--- Data provided ---
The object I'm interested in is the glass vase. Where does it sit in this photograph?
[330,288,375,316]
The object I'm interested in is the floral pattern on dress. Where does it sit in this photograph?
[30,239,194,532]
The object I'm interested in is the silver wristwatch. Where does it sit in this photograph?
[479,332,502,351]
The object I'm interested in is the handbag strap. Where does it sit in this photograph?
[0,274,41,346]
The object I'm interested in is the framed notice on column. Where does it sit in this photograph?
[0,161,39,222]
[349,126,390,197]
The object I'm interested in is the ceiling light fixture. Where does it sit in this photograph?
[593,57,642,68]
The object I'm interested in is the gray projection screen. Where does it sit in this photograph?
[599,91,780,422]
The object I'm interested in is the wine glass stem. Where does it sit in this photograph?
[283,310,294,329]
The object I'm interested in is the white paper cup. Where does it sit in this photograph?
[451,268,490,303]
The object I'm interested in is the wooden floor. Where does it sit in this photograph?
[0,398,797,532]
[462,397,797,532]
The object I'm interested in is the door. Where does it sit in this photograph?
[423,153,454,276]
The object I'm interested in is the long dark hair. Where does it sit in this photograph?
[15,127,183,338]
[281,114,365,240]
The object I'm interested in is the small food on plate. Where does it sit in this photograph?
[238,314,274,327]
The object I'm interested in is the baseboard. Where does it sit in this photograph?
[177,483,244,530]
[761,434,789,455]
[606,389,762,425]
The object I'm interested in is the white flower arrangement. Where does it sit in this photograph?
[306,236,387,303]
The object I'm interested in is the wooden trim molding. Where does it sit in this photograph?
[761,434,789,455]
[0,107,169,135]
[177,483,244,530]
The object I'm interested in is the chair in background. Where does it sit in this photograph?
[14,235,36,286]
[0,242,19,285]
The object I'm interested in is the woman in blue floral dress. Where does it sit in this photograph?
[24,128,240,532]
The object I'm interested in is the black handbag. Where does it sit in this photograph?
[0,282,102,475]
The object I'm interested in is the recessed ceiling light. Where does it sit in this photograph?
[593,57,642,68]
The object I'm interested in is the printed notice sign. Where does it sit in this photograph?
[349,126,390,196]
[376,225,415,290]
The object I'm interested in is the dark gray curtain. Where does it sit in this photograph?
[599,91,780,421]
---
What is needed
Could you reproduce every line, requests included, from the first of the items through the line containing "[238,314,274,327]", shifting each bounding-box coordinate in the answers up by 145?

The output
The object I'm interested in is the glass vase. Where does it sit in this photograph?
[475,433,520,461]
The object I'm interested in is the floral pattern on dress. Where does it sit in this photograph?
[175,384,339,677]
The object I'm interested in is the silver wristwatch. Where does it sit in this photograph?
[624,477,647,496]
The object I'm interested in is the handbag strap. Where does it sit in this photograph?
[145,419,186,491]
The object I'm interested in is the framed notice on column. Where does it sit in this photograph?
[145,306,184,367]
[494,271,535,342]
The object I'm interested in is the ceiling light fixture. Where does it sit in this photograph?
[738,202,787,213]
The object I'm interested in is the gray projection screen. Where does it sit in this photograph?
[744,236,925,567]
The object I'm interested in is the wine glass stem. Where does it sit in this photograph?
[428,455,439,474]
The object I'm interested in is the white paper cup. Where does it sit in this photograph?
[596,413,635,448]
The object I'm interested in is the wooden floor. Where does it sit in this photograph?
[145,543,942,677]
[607,542,942,677]
The object I'm interested in is the door. Where does it sit in this photograph?
[568,298,599,421]
The object I'm interested in is the long dark hair. Where does it sit in this photograph?
[160,272,328,483]
[426,259,510,385]
The object I'm interested in is the small food on plate. Where does it sit in this photograph?
[383,459,419,472]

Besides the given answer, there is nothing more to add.